### WHAT YOU ARE ASKED TO DO
Scan the records beneath this line for the line holding "SELECT bbox FROM objects WHERE label = 'background" and the line holding "-- locate the rear side", then transcribe exactly those two and all lines between.
§ §
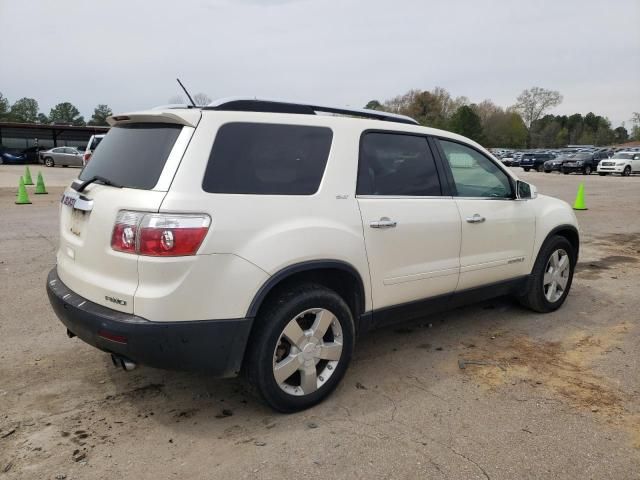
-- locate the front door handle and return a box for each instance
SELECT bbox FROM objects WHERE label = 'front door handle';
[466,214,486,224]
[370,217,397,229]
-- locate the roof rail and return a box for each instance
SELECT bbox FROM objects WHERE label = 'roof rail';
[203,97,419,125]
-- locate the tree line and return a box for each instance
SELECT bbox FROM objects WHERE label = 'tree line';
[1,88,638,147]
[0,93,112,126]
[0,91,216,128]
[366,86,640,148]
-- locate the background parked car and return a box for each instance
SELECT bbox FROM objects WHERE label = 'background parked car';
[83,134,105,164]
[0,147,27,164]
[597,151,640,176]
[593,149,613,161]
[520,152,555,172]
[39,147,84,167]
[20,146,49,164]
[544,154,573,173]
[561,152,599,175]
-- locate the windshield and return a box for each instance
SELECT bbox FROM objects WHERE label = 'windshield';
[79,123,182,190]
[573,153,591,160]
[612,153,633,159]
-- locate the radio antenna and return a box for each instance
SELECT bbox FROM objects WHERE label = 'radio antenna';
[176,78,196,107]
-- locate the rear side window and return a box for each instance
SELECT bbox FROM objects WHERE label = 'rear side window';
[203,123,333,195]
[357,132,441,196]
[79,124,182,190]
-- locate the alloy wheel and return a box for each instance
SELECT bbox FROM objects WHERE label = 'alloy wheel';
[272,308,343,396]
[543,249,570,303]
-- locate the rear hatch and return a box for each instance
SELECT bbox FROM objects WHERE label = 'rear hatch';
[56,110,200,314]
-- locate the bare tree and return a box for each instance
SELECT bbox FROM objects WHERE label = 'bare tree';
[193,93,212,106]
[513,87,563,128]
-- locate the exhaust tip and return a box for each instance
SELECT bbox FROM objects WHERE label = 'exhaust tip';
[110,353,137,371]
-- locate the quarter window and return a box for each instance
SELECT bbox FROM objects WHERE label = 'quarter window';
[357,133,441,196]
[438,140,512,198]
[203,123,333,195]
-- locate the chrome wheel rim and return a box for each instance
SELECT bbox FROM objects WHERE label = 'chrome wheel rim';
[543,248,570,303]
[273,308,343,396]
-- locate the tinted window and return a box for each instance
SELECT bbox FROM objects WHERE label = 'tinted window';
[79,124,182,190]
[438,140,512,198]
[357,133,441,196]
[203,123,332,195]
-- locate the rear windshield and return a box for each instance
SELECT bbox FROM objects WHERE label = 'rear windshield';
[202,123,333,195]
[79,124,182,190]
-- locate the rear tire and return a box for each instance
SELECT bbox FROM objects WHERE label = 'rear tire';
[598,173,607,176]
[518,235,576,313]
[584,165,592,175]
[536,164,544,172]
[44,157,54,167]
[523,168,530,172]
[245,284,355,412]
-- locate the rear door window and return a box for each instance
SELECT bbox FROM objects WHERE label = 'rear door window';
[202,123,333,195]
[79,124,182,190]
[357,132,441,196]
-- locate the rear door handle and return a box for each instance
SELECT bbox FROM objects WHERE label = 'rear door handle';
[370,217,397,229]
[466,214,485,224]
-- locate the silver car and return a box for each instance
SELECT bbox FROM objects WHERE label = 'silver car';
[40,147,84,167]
§ §
### EXPECTED OUTPUT
SELECT bbox FROM objects WHERE label = 'background parked car';
[83,134,105,164]
[0,147,27,164]
[597,151,640,176]
[593,149,613,161]
[520,152,555,172]
[39,147,84,167]
[20,146,49,164]
[544,154,573,173]
[561,152,599,175]
-- locate the windshield and return a box for each instance
SELECT bbox FROM objects WHERE label = 'windshield';
[79,123,182,190]
[573,153,591,160]
[612,153,633,159]
-- locate the radio antenna and return a box for each instance
SELECT bbox FROM objects WHERE label = 'radio antenna';
[176,78,196,107]
-- locate the rear side window and return a box for each instance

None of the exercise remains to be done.